= WRITTEN PROBLEM =
Output the items exactly as they appear, starting with the line that contains "[segment] short black hair" and going on through the line that contains "[[163,93],[163,98],[168,98],[173,96],[173,93],[170,90],[166,90]]", both included.

= RECORDS TO USE =

════════════════

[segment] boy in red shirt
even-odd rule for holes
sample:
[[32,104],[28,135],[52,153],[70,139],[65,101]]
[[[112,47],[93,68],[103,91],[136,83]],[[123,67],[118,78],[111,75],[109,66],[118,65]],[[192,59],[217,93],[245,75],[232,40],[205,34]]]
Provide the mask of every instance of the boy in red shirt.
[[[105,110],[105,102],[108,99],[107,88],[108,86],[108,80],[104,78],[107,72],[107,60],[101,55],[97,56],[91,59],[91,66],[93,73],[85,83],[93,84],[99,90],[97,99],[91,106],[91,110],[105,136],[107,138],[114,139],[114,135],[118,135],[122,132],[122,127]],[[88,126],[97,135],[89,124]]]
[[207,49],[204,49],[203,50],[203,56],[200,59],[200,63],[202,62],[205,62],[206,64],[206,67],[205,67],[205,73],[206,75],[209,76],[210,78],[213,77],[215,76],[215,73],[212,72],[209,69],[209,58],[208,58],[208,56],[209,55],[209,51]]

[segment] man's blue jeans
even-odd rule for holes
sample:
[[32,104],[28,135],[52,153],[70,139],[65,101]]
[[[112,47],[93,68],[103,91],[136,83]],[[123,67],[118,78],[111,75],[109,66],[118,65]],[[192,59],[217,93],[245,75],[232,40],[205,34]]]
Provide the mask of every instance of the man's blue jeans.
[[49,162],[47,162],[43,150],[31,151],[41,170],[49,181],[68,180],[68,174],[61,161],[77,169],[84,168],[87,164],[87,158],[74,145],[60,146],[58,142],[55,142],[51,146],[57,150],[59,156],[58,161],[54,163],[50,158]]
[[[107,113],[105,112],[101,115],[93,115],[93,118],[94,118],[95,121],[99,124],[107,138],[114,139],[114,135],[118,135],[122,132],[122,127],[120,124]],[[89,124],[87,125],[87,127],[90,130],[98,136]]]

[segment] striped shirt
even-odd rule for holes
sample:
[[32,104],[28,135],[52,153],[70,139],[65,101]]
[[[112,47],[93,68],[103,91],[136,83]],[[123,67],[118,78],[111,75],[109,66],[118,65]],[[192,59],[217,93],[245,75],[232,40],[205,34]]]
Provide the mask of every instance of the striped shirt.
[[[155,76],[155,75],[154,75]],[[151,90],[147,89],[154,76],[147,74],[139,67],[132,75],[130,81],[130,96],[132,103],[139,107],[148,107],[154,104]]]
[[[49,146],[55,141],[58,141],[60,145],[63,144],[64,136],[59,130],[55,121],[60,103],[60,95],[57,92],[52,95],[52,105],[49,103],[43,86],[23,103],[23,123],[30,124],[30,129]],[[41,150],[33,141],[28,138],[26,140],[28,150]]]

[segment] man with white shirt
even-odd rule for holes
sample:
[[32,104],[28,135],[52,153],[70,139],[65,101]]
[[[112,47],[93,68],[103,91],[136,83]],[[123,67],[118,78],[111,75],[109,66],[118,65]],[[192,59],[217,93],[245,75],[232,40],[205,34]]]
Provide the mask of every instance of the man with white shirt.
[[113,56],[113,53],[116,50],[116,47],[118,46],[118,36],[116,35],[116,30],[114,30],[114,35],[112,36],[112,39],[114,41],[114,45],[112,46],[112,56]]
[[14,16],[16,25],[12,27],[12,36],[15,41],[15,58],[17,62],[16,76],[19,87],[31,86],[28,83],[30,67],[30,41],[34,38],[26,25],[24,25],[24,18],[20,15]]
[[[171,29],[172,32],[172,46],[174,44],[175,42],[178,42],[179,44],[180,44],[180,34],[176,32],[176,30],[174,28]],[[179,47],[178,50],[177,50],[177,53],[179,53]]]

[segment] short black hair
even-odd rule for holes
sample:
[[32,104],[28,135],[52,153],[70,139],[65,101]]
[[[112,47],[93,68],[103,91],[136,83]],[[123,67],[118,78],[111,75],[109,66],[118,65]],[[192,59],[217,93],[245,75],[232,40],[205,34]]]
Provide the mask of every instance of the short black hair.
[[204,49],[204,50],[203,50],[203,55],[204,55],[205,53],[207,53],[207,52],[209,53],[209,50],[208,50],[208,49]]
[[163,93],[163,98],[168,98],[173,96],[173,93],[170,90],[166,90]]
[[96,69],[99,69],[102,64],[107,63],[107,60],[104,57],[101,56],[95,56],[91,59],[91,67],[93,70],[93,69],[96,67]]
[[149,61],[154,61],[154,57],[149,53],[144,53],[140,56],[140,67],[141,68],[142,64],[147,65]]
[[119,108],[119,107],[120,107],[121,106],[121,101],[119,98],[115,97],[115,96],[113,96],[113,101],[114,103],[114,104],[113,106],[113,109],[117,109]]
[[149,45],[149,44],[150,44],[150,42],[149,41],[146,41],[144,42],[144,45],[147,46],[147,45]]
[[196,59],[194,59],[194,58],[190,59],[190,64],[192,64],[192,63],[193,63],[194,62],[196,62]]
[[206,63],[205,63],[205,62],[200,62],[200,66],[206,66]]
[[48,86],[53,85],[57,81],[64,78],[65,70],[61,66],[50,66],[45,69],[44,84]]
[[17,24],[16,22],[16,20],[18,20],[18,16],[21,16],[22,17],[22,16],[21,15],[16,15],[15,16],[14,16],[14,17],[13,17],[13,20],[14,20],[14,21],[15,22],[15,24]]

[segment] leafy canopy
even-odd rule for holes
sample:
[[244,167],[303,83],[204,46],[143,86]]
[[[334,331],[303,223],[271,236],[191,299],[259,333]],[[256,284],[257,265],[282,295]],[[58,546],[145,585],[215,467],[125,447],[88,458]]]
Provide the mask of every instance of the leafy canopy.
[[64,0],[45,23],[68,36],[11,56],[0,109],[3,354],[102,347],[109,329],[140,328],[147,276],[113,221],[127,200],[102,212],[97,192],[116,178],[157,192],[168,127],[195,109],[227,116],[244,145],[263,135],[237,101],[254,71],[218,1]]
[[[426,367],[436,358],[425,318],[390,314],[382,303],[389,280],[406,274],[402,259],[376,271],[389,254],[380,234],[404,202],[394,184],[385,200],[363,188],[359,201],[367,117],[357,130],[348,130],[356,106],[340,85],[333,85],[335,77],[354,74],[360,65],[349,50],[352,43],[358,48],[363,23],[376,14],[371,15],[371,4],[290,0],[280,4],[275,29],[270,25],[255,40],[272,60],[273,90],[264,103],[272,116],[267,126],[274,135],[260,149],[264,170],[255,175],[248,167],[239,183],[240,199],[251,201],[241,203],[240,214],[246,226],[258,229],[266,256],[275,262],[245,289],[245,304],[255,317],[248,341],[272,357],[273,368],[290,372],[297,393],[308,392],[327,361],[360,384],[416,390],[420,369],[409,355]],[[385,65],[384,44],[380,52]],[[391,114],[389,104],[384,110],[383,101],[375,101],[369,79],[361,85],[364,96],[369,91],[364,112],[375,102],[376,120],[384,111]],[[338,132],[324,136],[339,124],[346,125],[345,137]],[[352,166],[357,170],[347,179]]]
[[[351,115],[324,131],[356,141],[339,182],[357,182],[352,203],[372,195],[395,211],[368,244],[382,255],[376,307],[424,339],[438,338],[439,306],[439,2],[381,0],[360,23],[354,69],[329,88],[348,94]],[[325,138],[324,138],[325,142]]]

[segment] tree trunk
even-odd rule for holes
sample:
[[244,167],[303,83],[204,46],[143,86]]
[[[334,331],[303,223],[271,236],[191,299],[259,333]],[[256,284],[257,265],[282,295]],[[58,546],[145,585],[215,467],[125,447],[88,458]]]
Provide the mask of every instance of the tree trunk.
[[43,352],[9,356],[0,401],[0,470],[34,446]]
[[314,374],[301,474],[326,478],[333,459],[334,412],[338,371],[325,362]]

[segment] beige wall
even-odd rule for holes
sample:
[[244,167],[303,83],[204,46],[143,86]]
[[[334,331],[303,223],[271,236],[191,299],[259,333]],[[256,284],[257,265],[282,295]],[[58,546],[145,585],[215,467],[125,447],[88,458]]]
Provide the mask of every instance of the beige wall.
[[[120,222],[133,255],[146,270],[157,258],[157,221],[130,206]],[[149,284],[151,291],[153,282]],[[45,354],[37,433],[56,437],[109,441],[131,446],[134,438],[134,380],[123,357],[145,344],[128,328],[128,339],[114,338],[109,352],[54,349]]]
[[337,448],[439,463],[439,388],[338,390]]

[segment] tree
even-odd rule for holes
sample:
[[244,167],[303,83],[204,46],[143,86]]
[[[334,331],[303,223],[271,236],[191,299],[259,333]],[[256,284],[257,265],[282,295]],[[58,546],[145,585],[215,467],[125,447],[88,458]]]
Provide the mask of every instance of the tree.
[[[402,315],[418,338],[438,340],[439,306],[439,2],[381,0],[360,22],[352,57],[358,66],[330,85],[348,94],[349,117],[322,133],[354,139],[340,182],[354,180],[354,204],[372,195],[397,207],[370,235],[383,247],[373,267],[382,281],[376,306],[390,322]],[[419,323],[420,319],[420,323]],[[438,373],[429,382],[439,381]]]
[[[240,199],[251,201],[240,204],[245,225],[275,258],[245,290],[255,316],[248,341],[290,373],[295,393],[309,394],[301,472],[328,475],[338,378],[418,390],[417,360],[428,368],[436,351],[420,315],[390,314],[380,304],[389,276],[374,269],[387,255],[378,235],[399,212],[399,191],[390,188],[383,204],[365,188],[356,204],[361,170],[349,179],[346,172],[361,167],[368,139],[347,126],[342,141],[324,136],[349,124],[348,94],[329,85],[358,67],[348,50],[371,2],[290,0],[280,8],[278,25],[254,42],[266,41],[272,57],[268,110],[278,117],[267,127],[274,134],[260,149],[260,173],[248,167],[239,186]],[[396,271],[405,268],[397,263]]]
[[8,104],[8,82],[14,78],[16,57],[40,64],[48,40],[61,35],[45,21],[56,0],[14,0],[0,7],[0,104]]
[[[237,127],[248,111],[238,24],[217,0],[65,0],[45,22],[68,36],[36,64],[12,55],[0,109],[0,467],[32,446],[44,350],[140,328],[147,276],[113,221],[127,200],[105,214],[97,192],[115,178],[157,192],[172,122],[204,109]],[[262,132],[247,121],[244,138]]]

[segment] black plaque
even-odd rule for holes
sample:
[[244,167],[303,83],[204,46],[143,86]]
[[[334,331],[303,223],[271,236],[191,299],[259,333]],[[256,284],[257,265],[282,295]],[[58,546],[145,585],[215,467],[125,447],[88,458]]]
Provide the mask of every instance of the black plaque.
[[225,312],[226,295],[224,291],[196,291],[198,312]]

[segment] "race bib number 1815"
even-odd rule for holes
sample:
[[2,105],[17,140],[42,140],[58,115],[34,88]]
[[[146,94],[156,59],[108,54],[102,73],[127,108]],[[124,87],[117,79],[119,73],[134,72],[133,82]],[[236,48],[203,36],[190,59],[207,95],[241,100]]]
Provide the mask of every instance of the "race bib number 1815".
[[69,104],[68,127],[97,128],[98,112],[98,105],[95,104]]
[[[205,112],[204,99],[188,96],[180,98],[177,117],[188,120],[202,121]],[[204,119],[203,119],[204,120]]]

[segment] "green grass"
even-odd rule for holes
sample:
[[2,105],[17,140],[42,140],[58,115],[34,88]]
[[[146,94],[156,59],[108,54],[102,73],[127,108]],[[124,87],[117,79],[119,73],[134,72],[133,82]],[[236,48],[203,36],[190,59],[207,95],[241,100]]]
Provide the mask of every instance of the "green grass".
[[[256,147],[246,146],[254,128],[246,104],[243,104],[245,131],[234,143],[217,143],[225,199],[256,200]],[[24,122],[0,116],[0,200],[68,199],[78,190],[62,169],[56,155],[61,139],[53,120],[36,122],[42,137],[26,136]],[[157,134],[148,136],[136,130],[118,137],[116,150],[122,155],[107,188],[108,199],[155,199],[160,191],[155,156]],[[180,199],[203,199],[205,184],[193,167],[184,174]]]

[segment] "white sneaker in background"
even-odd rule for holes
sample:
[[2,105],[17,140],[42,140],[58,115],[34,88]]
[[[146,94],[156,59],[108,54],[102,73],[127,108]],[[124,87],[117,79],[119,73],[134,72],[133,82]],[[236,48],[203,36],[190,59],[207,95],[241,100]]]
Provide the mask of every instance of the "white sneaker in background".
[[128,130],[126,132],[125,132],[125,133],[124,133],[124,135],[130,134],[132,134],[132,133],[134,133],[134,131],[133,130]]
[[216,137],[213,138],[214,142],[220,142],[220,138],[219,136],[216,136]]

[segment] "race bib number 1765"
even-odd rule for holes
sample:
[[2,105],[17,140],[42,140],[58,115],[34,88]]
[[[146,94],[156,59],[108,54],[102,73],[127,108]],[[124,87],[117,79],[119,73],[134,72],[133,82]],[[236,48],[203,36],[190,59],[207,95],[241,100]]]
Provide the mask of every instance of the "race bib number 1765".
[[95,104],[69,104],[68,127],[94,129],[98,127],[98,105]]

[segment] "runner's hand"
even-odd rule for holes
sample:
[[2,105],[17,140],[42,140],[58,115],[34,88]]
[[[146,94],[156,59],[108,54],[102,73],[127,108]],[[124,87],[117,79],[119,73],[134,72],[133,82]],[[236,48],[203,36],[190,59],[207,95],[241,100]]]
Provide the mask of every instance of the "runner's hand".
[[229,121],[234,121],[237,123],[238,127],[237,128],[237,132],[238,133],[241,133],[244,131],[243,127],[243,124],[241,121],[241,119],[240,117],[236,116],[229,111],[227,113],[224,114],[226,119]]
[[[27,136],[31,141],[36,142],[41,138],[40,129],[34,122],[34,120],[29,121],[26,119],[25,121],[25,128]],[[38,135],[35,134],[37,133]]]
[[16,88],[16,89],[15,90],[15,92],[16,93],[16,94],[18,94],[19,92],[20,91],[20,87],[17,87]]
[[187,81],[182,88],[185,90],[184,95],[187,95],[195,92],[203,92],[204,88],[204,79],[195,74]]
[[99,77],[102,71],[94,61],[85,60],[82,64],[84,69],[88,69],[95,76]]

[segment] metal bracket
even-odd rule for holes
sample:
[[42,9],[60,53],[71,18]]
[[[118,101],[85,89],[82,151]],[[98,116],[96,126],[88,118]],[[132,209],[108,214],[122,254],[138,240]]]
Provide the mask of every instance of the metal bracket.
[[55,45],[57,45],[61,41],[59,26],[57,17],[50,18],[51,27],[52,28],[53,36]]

════════════════

= TASK RESPONSE =
[segment] short black hair
even-odd rule for holes
sample:
[[32,104],[28,135],[52,153],[70,139],[65,101]]
[[[112,47],[93,68],[103,91],[136,83]],[[123,67],[118,78],[111,75],[109,66],[118,65]],[[192,59],[217,93],[245,75],[232,40],[205,34]]]
Provide the mask of every instance of the short black hair.
[[204,49],[204,50],[203,50],[203,55],[204,55],[205,53],[207,53],[207,52],[209,53],[209,50],[208,50],[208,49]]
[[163,93],[163,98],[168,98],[173,96],[173,93],[170,90],[166,90]]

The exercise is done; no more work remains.